**INSTRUCTIONS TO FOLLOW**.
Using the data below, copy every line that contains the word "truck".

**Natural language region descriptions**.

....................

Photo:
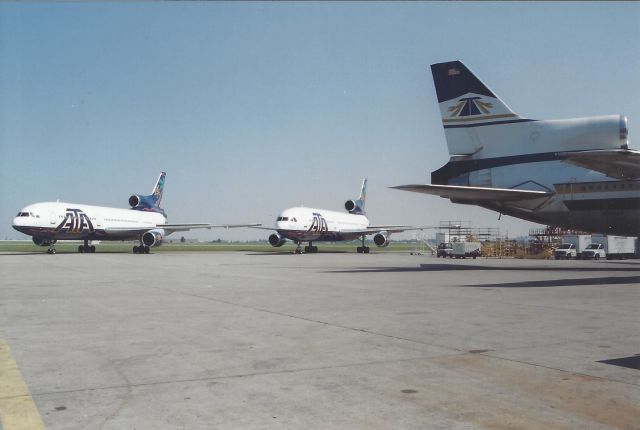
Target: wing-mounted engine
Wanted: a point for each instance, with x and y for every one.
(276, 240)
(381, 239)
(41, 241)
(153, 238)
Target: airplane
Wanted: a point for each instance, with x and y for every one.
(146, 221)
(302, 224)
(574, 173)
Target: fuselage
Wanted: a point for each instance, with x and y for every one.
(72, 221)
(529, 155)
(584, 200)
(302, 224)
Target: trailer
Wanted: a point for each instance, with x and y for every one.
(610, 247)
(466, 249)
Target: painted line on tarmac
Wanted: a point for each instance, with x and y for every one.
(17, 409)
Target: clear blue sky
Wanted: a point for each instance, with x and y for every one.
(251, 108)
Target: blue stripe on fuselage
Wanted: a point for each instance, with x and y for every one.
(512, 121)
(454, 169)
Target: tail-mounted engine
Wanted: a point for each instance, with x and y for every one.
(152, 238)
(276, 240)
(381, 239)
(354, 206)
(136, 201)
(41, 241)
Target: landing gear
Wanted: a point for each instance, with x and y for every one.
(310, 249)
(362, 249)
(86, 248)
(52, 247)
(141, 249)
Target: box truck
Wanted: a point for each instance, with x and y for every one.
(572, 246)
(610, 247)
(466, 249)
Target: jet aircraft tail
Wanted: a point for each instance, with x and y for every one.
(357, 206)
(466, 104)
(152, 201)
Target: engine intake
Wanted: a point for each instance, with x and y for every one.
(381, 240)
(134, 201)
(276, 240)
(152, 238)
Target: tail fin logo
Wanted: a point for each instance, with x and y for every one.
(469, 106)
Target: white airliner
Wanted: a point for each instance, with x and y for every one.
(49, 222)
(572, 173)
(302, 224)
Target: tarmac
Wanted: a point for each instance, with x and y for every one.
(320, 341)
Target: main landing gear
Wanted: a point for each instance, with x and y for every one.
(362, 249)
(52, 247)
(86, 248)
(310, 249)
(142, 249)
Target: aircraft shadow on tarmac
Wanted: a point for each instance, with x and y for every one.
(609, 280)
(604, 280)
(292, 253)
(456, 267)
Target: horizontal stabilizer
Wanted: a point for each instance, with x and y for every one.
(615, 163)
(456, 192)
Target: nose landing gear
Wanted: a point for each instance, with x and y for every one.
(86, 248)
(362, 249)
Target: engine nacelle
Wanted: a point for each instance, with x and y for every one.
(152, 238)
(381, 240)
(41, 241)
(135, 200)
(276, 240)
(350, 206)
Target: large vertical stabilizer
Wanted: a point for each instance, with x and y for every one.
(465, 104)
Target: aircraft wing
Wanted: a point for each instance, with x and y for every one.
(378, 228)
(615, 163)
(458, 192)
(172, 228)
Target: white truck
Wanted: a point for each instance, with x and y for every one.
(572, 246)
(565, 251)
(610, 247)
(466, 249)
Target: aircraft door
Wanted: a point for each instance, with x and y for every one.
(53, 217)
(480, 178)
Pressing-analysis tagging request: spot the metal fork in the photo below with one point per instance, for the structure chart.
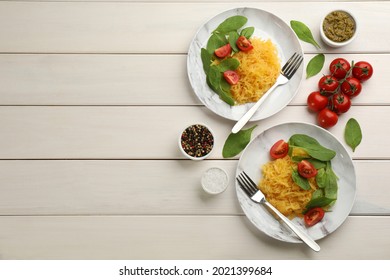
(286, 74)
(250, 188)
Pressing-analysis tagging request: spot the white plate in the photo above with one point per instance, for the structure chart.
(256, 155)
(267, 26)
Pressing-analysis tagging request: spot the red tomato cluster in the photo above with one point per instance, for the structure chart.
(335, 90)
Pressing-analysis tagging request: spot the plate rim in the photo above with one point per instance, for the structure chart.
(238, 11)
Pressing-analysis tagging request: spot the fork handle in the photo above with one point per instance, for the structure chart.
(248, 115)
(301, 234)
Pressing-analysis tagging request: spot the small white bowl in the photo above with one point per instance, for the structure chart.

....................

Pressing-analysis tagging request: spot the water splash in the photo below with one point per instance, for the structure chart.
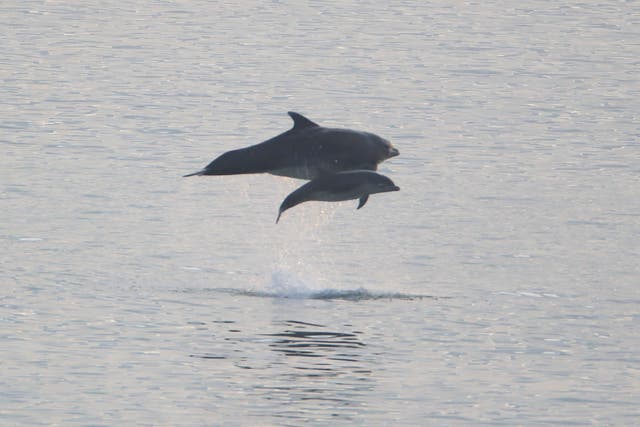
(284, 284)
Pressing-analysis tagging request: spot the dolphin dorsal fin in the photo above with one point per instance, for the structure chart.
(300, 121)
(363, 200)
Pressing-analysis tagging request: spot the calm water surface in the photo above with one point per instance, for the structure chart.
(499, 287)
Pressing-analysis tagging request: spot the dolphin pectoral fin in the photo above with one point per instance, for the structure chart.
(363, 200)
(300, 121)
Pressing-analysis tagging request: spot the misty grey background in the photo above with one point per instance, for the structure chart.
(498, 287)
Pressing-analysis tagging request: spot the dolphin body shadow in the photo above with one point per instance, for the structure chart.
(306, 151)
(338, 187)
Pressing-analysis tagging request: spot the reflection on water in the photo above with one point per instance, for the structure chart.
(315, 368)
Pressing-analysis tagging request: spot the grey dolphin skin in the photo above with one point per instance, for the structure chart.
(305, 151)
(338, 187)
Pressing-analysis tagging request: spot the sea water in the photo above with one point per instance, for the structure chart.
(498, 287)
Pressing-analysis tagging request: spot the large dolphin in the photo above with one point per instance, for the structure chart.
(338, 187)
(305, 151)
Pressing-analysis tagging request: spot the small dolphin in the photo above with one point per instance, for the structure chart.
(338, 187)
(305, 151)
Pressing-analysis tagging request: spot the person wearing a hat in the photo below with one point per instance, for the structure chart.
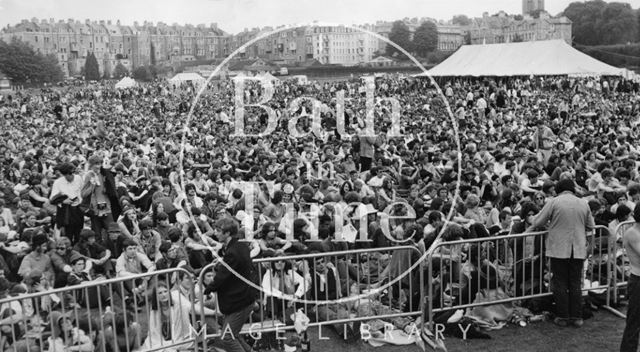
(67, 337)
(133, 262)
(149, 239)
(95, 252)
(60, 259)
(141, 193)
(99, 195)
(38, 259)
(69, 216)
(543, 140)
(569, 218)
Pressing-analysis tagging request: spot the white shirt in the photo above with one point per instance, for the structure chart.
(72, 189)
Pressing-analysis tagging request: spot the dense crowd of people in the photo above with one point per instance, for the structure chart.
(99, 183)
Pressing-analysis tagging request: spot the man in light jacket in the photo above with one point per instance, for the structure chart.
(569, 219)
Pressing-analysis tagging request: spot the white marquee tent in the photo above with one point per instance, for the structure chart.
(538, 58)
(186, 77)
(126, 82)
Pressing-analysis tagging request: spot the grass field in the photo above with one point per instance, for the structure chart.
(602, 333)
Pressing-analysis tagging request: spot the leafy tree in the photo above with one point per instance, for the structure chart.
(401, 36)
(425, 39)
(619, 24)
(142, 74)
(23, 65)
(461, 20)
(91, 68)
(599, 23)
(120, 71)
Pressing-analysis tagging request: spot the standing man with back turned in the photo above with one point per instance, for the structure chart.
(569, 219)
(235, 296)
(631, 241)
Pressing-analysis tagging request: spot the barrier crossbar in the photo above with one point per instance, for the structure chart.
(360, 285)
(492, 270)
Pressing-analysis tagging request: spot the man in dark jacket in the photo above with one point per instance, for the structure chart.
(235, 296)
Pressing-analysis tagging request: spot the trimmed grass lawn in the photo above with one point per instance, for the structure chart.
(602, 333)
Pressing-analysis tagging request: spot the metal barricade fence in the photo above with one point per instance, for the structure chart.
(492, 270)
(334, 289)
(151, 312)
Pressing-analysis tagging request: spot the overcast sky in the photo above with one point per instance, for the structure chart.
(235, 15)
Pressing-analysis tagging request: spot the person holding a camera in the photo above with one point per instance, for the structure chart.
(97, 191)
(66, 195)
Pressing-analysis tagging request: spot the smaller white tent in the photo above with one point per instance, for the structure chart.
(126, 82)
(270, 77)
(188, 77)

....................

**SOLUTION TO THE EXERCISE**.
Target: box truck
Target: white truck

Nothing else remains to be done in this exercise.